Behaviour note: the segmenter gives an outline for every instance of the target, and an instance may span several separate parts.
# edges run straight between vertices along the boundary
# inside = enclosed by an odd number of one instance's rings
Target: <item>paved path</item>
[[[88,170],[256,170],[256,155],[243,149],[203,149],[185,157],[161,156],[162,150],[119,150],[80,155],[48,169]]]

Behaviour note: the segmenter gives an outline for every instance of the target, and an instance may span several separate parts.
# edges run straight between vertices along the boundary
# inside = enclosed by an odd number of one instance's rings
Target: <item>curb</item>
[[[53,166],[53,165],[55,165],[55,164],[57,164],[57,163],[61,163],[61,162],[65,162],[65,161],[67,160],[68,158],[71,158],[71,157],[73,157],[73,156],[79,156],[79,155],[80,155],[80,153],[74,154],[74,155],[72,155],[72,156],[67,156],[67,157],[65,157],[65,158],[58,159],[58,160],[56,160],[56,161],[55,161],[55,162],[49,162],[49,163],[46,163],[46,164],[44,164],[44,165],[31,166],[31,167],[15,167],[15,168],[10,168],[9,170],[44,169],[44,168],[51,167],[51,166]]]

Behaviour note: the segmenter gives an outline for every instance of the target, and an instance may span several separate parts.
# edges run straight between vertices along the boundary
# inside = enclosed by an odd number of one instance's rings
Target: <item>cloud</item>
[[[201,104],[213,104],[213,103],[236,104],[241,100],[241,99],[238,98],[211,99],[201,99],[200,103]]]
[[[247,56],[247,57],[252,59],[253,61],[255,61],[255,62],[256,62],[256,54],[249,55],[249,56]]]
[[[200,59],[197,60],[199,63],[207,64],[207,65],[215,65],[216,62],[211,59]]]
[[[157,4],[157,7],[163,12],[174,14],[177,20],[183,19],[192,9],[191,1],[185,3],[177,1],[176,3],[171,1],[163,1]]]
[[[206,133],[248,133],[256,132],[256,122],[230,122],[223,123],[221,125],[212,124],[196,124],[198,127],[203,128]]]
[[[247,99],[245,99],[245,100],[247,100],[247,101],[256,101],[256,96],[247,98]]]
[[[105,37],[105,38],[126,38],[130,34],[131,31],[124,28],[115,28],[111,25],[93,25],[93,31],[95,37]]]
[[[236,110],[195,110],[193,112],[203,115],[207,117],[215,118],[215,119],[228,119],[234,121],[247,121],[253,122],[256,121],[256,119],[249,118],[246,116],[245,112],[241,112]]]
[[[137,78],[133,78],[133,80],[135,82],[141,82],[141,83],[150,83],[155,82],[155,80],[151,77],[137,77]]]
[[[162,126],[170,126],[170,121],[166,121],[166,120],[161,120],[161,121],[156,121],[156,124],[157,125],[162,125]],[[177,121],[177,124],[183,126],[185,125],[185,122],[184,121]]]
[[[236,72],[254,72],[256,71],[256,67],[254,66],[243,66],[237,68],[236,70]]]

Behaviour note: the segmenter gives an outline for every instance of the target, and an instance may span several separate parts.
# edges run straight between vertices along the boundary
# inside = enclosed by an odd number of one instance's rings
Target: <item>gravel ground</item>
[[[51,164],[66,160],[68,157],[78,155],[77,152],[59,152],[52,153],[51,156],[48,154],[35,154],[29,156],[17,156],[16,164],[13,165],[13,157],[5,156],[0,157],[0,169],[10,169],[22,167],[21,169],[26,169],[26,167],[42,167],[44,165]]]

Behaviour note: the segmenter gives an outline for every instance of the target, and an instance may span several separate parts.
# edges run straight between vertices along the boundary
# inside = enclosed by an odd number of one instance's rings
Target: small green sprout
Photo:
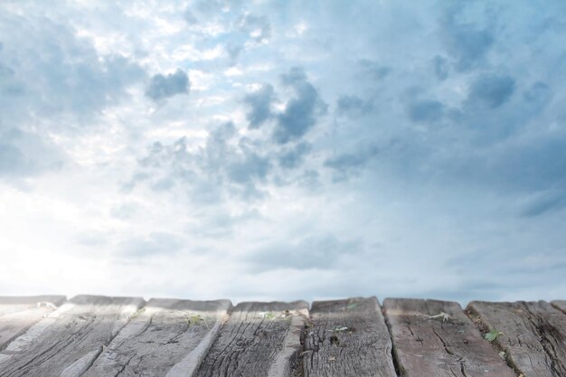
[[[486,334],[484,335],[484,338],[487,341],[487,342],[493,342],[495,339],[497,339],[497,336],[499,335],[504,335],[505,334],[503,334],[501,331],[497,331],[497,330],[492,330],[489,333]]]

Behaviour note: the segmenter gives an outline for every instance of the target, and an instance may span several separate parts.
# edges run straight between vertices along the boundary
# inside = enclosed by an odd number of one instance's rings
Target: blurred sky
[[[0,2],[0,294],[566,297],[566,2]]]

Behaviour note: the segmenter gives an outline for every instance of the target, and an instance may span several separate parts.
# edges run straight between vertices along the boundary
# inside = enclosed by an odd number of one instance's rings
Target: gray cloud
[[[514,88],[515,81],[510,76],[483,74],[470,85],[467,100],[473,104],[495,108],[511,98]]]
[[[288,73],[281,75],[285,86],[295,90],[285,110],[278,115],[278,122],[273,133],[274,140],[286,144],[304,137],[316,123],[316,116],[326,111],[318,90],[307,80],[307,75],[300,68],[292,68]]]
[[[442,56],[437,55],[432,60],[434,74],[437,79],[443,81],[448,78],[448,61]]]
[[[526,203],[521,215],[536,217],[566,207],[566,187],[562,190],[543,192]]]
[[[266,16],[244,14],[238,23],[240,29],[248,33],[257,42],[264,42],[271,37],[271,24]]]
[[[239,138],[234,124],[226,122],[215,127],[198,150],[189,151],[184,137],[170,146],[155,143],[139,160],[139,167],[125,189],[141,182],[156,191],[179,187],[192,200],[206,204],[225,198],[261,197],[258,186],[267,179],[272,164],[258,142]]]
[[[341,96],[336,100],[336,111],[339,114],[360,116],[373,109],[372,101],[363,100],[358,96]]]
[[[369,59],[362,59],[358,61],[358,64],[362,68],[364,76],[371,80],[382,80],[391,71],[390,67]]]
[[[246,115],[250,122],[250,128],[258,128],[271,118],[273,99],[273,87],[269,84],[264,84],[259,90],[246,95],[244,103],[251,108],[251,110]]]
[[[293,169],[299,166],[305,156],[312,150],[312,146],[307,142],[298,143],[294,147],[281,153],[278,157],[279,165],[286,169]]]
[[[30,113],[82,119],[127,97],[144,70],[119,54],[99,55],[68,25],[47,17],[0,15],[0,109],[17,127]],[[91,118],[89,118],[91,121]]]
[[[358,147],[355,152],[344,153],[327,158],[324,165],[335,172],[335,181],[343,181],[359,173],[377,154],[375,146]]]
[[[433,99],[411,99],[407,106],[407,115],[413,122],[436,122],[442,118],[444,105]]]
[[[250,262],[261,270],[278,269],[331,269],[340,268],[344,259],[362,251],[359,241],[341,240],[333,235],[313,235],[292,240],[286,245],[272,245],[250,254]],[[347,258],[344,258],[347,250]]]
[[[159,101],[177,94],[188,93],[190,84],[189,77],[181,69],[166,76],[157,73],[151,77],[146,89],[146,96],[155,101]]]
[[[16,128],[0,128],[0,178],[17,180],[58,170],[62,165],[61,154],[42,137]]]
[[[122,256],[133,259],[174,254],[184,247],[185,245],[182,239],[165,232],[153,232],[132,238],[118,245]]]
[[[466,71],[483,62],[495,37],[491,31],[473,22],[460,22],[462,9],[454,5],[445,13],[440,20],[440,38],[447,52],[456,61],[456,68]]]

##########

* _Exercise prompt_
Copy every row above word for word, but leave the pictures out.

* _Result of the exercise_
Behaviour note: the segmenter gives an outline for every instance of the target, and an instance may span several separate parts.
# edges run straight between vertices along the boundary
# inside = enclosed by an odd number of one instance's rings
Target: <item>paved path</item>
[[[88,170],[256,170],[256,155],[243,149],[203,149],[185,157],[161,156],[162,150],[119,150],[80,155],[48,169]]]

Behaviour note: the segmenter gives an outline for every instance of the target, and an instance may span several separate parts.
# edges run straight between vertices along the boundary
# inside = enclosed by an odd number of one instance's rings
Target: <item>curb</item>
[[[53,166],[53,165],[55,165],[55,164],[57,164],[57,163],[61,163],[61,162],[65,162],[65,161],[67,160],[68,158],[71,158],[71,157],[73,157],[73,156],[79,156],[79,155],[80,155],[80,153],[74,154],[74,155],[72,155],[72,156],[67,156],[67,157],[65,157],[65,158],[58,159],[58,160],[56,160],[56,161],[55,161],[55,162],[49,162],[49,163],[46,163],[46,164],[44,164],[44,165],[31,166],[31,167],[15,167],[15,168],[10,168],[9,170],[44,169],[44,168],[51,167],[51,166]]]

Behaviour note: the segmenter gives an outline for every instance of the target, and an instance may span several separate parts.
# edges run straight between vertices along the boundary
# inside = enclosed by an odd number of one instance's rings
Target: <item>cloud</item>
[[[201,104],[213,104],[213,103],[236,104],[241,100],[241,99],[238,98],[211,99],[201,99],[200,103]]]
[[[247,56],[247,57],[252,59],[253,61],[255,61],[255,62],[256,62],[256,54],[249,55],[249,56]]]
[[[200,59],[197,60],[199,63],[207,64],[207,65],[215,65],[216,62],[211,59]]]
[[[157,4],[157,7],[163,12],[174,14],[177,20],[183,19],[192,9],[191,1],[185,3],[177,1],[176,3],[171,1],[163,1]]]
[[[206,133],[248,133],[256,132],[256,122],[230,122],[223,123],[221,125],[212,124],[196,124],[198,127],[203,128]]]
[[[247,99],[245,99],[245,100],[247,100],[247,101],[256,101],[256,96],[247,98]]]
[[[105,37],[105,38],[126,38],[130,34],[131,31],[124,28],[115,28],[111,25],[93,25],[93,31],[95,37]]]
[[[236,110],[195,110],[193,112],[203,115],[207,117],[215,118],[215,119],[228,119],[234,121],[247,121],[253,122],[256,121],[256,119],[249,118],[246,116],[245,112],[241,112]]]
[[[137,78],[133,78],[133,80],[135,82],[141,82],[141,83],[150,83],[155,82],[155,80],[151,77],[137,77]]]
[[[162,126],[170,126],[170,121],[166,121],[166,120],[161,120],[161,121],[156,121],[156,124],[157,125],[162,125]],[[177,121],[177,124],[183,126],[185,125],[185,122],[184,121]]]
[[[236,72],[254,72],[256,71],[256,67],[254,66],[243,66],[237,68],[236,70]]]

Behaviour note: the segmenter gives an outline for every instance of the target, and an instance may span several separate parts.
# edges run straight between vertices along the boundary
# inside = enclosed by an odd number of one instance's rings
Target: <item>gravel ground</item>
[[[51,164],[66,160],[68,157],[78,155],[77,152],[59,152],[52,153],[51,156],[48,154],[35,154],[29,156],[17,156],[16,164],[13,165],[13,157],[5,156],[0,157],[0,169],[10,169],[22,167],[21,169],[26,169],[26,167],[42,167],[44,165]]]

Behaviour note: the segmenter gives an outline for every instance of the target, and an instance may span several separate parts.
# edges run straight between vertices along the boundary
# inside = enclosed by an odd number of one instance's rings
Target: small green sprout
Photo:
[[[486,334],[484,335],[484,338],[487,341],[487,342],[493,342],[495,339],[497,339],[497,336],[499,335],[504,335],[505,334],[503,334],[501,331],[497,331],[497,330],[492,330],[489,333]]]

Behaviour note: the segmenter gives an outline for every instance of the target, and an instance may span several separate parts.
# edges run straight between vertices along the boundary
# inside = enclosed by an odd number of one instance's rings
Target: blurred sky
[[[0,2],[0,294],[566,297],[566,2]]]

Behaviour note: the segmenter gives an outline for every instance of the target, and an instance may span several separate parts.
# edges run straight between vertices along the boundary
# inside = enclosed by an odd number of one instance's rings
Target: gray cloud
[[[514,88],[515,81],[510,76],[483,74],[470,85],[467,100],[473,104],[495,108],[511,98]]]
[[[288,73],[281,75],[285,86],[295,90],[285,110],[278,115],[278,122],[273,133],[274,140],[286,144],[304,137],[316,123],[316,116],[326,111],[318,90],[307,80],[307,75],[300,68],[292,68]]]
[[[442,56],[437,55],[432,60],[434,74],[437,79],[443,81],[448,78],[448,61]]]
[[[526,203],[521,215],[536,217],[566,207],[566,187],[562,190],[543,192]]]
[[[266,16],[244,14],[238,23],[240,29],[248,33],[257,42],[264,42],[271,37],[271,24]]]
[[[239,138],[234,124],[226,122],[215,127],[198,150],[189,151],[184,137],[170,146],[155,143],[139,160],[139,167],[125,189],[141,182],[156,191],[179,187],[192,200],[206,204],[225,198],[261,197],[258,186],[267,179],[272,164],[258,142]]]
[[[341,96],[336,100],[336,111],[339,114],[360,116],[373,109],[372,101],[363,100],[358,96]]]
[[[369,59],[362,59],[358,61],[358,64],[362,68],[364,76],[371,80],[382,80],[391,71],[390,67]]]
[[[246,115],[250,122],[250,128],[258,128],[271,118],[273,99],[273,87],[269,84],[264,84],[259,90],[246,95],[244,103],[251,108],[251,110]]]
[[[293,169],[299,166],[305,156],[312,150],[312,146],[307,142],[298,143],[294,147],[281,153],[278,157],[279,165],[286,169]]]
[[[30,113],[82,119],[127,97],[144,70],[119,54],[99,55],[68,25],[47,17],[0,15],[0,109],[17,127]],[[91,118],[89,118],[91,121]]]
[[[358,147],[355,152],[344,153],[327,158],[324,165],[335,172],[335,181],[343,181],[359,173],[377,154],[375,146]]]
[[[433,99],[411,99],[407,106],[407,115],[413,122],[436,122],[442,118],[444,105]]]
[[[250,262],[261,270],[278,269],[331,269],[340,268],[344,259],[362,251],[359,241],[341,240],[333,235],[313,235],[292,240],[286,245],[272,245],[250,254]],[[347,258],[344,258],[347,250]]]
[[[159,101],[177,94],[188,93],[190,84],[189,77],[181,69],[166,76],[157,73],[151,77],[146,89],[146,96],[155,101]]]
[[[16,128],[0,128],[0,178],[17,180],[58,170],[62,165],[61,154],[42,137]]]
[[[122,256],[133,259],[174,254],[184,247],[185,245],[182,239],[165,232],[153,232],[132,238],[118,245]]]
[[[466,71],[483,62],[495,37],[491,31],[473,22],[460,22],[462,9],[454,5],[445,13],[440,20],[440,38],[447,52],[456,61],[456,68]]]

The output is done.